■ Goals:
**A)** Use the Twangiza oxide mining excerpt below to answer each question.
(i) Which two deposits at Twangiza had their oxide components optimized?
(ii) Who estimated the Mineral Reserves?
(iii) What annual throughput of oxide ore are the two deposits meant to supply to the processing plant?
**B)** Carry on the Twangiza oxide mining excerpt below from its final sentence.

■ Source extract:
----

SRK Consulting (SA) (Pty) Ltd. ("SRK (SA)") undertook the mine planning process for the Phase 1 Twangiza oxide open pit for this oxide economic assessment, based on Banro's Measured and Indicated Mineral Resources delineated to date. Pit optimizations were undertaken on the oxide components of the two principal deposits at Twangiza: namely Twangiza Main and Twangiza North, using the following estimates and factors:
SRK (SA)'s above independent estimate of the Twangiza Oxide Mineral Reserves is based on the above Mineral Resource estimate. The Mineral Resources are inclusive of the Mineral Reserves. The Mineral Reserves were estimated by Mark Sturgeon, who is a "qualified person" as such term is defined in National Instrument 43-101 and an employee of SRK (SA).The Mineral Reserve Statement is reported in accordance with National Instrument 43-101 requirements.
The two deposits at Twangiza are to be mined simultaneously to provide a throughput of 1.7 million tons of oxide ore per annum to the processing plant. An additional 1.3 million tons of material originating from a valley fill source, at an estimated grade of approximately 3 g/t could be processed, in addition to the proven and probable north and main pit oxide reserves. More work is required to increase the confidence in this valley fill resource and to demonstrate the feasibility of mining and processing before the valley fill can be converted and added to the Mineral Reserve. If treated, this material would effectively displace the lowest grade faction of the open pit ore in the mill feed, which would then be stockpiled to the end of life of the open pit.

----

■ Data excerpts:
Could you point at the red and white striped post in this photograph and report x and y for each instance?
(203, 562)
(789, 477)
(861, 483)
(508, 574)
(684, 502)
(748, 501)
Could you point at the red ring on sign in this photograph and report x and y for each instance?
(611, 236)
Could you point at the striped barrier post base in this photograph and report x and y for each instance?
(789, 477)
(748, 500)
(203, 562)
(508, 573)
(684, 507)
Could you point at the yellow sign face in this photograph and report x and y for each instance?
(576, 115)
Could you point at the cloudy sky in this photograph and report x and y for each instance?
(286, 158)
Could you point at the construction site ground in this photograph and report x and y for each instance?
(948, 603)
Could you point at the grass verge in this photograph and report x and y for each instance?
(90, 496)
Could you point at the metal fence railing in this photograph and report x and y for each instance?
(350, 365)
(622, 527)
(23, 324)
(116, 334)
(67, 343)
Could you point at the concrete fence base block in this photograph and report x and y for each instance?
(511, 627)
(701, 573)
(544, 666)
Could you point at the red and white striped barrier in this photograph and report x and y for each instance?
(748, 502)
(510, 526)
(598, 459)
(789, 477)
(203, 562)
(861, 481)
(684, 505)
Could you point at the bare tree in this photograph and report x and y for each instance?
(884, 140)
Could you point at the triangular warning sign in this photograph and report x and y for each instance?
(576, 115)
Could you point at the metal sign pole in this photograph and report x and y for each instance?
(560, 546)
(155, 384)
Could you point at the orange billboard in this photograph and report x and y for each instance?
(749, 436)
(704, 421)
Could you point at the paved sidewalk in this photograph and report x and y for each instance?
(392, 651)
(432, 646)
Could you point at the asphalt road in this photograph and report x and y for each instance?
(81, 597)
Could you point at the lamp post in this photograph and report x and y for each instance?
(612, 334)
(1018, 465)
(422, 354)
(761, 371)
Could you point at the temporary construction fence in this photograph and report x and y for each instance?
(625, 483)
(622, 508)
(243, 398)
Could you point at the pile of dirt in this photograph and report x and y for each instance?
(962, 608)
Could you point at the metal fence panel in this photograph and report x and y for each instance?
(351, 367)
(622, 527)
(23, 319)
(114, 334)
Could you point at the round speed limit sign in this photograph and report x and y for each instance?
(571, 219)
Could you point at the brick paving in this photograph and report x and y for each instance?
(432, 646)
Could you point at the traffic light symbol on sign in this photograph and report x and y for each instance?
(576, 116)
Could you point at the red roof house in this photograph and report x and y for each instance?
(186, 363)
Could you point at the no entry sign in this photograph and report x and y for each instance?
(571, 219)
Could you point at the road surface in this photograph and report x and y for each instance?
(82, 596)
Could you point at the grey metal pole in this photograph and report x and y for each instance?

----

■ The answers:
**A)**
(i) Twangiza Main and Twangiza North
(ii) Mark Sturgeon
(iii) 1.7 million tons

**B)**
The Twangiza project has a favorable stripping ratio of 1.52, which is an important contributing factor to the mine's low operating costs. The estimated total open pit mine operating cost of US$5.46 per ton of ore is equivalent to US$1.78 per ton of rock mined, based on an owner operated mining option.
During the initial evaluation of the processing capacity of the existing plant, it had been identified as being able to process an annual tonnage of 1.3Mtpa. With subsequent in-depth investigations to identify the optimal comminution circuit operating parameters by a specialist firm, it was established that the processing plant could be modified to increase the annual throughput to a maximum of 1.7Mtpa.
With this in mind, large capital items that cannot be modified later were already specified for the increased duty, with the balance of the smaller modifications targeted for upgrading once debottlenecking of the process plant operation at 1.3Mtpa has been completed.
The aim of the process design component of this economic assessment was to complete a detailed investigation into the balance of the smaller modifications targeted for upgrading the plant to 1.7Mtpa, and to establish a capital cost and mining program associated with these modifications.
Priority has been given to the minimizing of production downtime during equipment selection and construction philosophy.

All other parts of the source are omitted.